#### EXERCISE REQUIREMENTS:
Exactly repeat the material, dropping every picture from the copy.

Records from a collection:
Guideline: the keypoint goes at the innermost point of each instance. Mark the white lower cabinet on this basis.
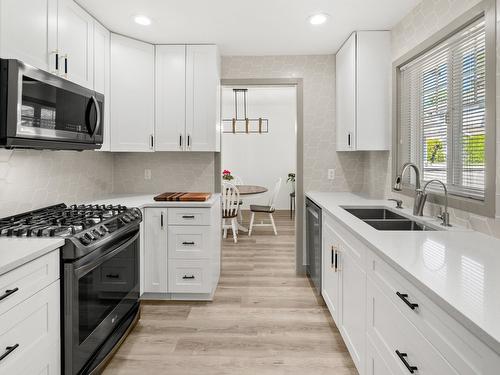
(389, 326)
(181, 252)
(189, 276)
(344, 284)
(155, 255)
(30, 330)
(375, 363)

#### SOLUTION:
Guideline: the keypoint goes at the innermost point of each instance. Mark the white lower cabinet on this basis.
(389, 326)
(181, 252)
(189, 276)
(344, 284)
(155, 255)
(30, 330)
(375, 363)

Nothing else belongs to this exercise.